What you will do →
Rewrite the lines from the line with "Target: green grass" through the end of the records, changing "yellow car" to "orange car" and keeping everything else as it is. Leave the pictures out of your answer.

Records →
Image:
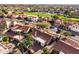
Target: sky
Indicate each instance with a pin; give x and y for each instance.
(39, 2)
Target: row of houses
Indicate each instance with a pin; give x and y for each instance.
(41, 39)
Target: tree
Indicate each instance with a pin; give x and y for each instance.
(45, 51)
(27, 41)
(5, 39)
(67, 33)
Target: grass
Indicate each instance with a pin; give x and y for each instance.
(43, 14)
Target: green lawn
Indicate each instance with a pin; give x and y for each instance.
(49, 15)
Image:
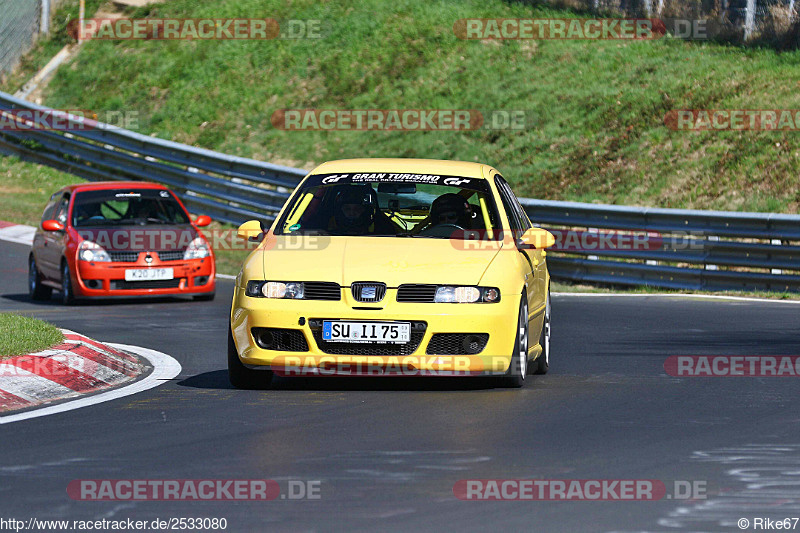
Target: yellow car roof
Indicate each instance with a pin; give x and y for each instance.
(411, 166)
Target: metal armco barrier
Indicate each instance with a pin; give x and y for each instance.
(683, 249)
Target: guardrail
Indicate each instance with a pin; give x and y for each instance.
(682, 249)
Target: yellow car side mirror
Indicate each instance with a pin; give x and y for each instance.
(250, 230)
(536, 238)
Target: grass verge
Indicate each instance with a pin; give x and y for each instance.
(21, 335)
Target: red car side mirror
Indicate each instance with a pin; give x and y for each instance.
(202, 221)
(52, 225)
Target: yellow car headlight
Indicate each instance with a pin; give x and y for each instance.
(275, 289)
(451, 294)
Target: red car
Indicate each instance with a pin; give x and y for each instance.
(109, 239)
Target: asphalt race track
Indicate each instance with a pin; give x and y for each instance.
(387, 452)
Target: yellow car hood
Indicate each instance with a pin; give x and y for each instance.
(392, 260)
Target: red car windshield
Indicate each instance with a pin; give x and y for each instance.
(116, 207)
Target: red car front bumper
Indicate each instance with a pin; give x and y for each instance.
(102, 280)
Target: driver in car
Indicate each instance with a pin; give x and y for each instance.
(356, 213)
(451, 209)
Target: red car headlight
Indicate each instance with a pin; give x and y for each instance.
(92, 252)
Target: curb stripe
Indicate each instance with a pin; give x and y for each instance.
(34, 389)
(56, 371)
(100, 347)
(11, 401)
(164, 368)
(78, 366)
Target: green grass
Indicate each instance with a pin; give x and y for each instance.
(45, 49)
(599, 106)
(26, 187)
(20, 335)
(598, 133)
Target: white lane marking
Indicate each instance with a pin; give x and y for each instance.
(20, 234)
(680, 295)
(32, 387)
(164, 368)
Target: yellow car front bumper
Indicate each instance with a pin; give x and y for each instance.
(498, 320)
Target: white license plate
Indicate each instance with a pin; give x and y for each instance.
(378, 332)
(148, 274)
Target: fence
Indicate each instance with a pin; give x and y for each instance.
(19, 24)
(694, 249)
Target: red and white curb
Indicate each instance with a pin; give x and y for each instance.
(77, 367)
(18, 233)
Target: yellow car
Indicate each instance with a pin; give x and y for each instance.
(393, 267)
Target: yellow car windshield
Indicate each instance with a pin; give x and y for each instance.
(403, 205)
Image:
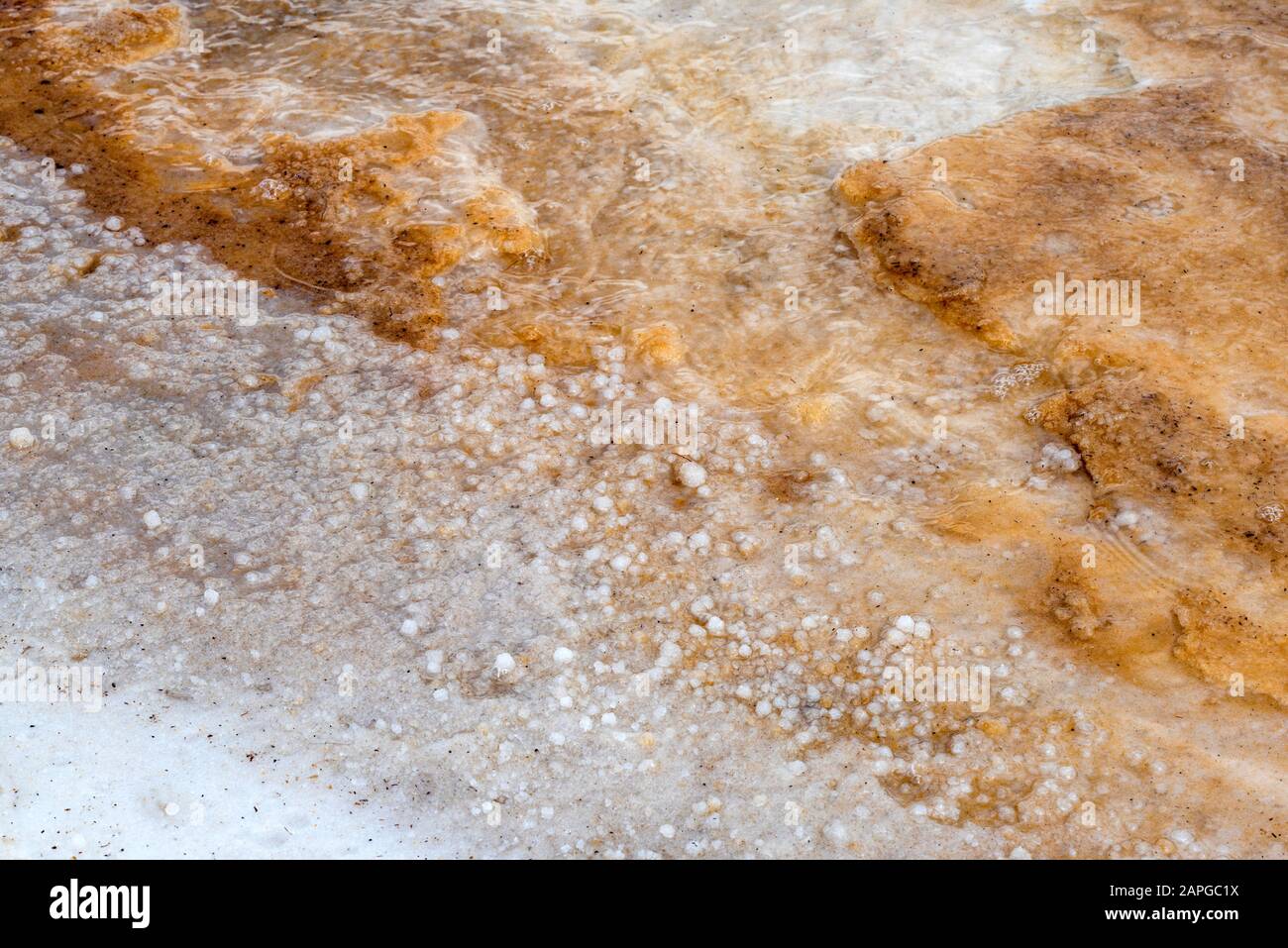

Exercise result →
Target: green grass
Indicate each instance with a pin; give x and y for each instance.
(45, 49)
(599, 106)
(26, 187)
(20, 335)
(598, 133)
Target: white lane marking
Indicate each instance with a pin; give x and y for each instance.
(20, 234)
(680, 295)
(32, 387)
(164, 368)
Target: orange car front bumper
Indicate each instance with a pin; give x and y for each instance.
(498, 320)
Target: white license plate
Indicate each instance with a pin; give x and y for each instance.
(378, 332)
(148, 274)
Target: fence
Indicate each instance with a pin; give x and y for each instance.
(19, 24)
(694, 249)
Target: red and white curb
Indicate each instance with a pin; give x and y for each instance.
(77, 367)
(18, 233)
Target: orange car
Indicate each instance with a pin; give x and y for each instance.
(393, 267)
Target: orange car windshield
Indicate each instance with a pin; give x and y for each instance.
(403, 205)
Image:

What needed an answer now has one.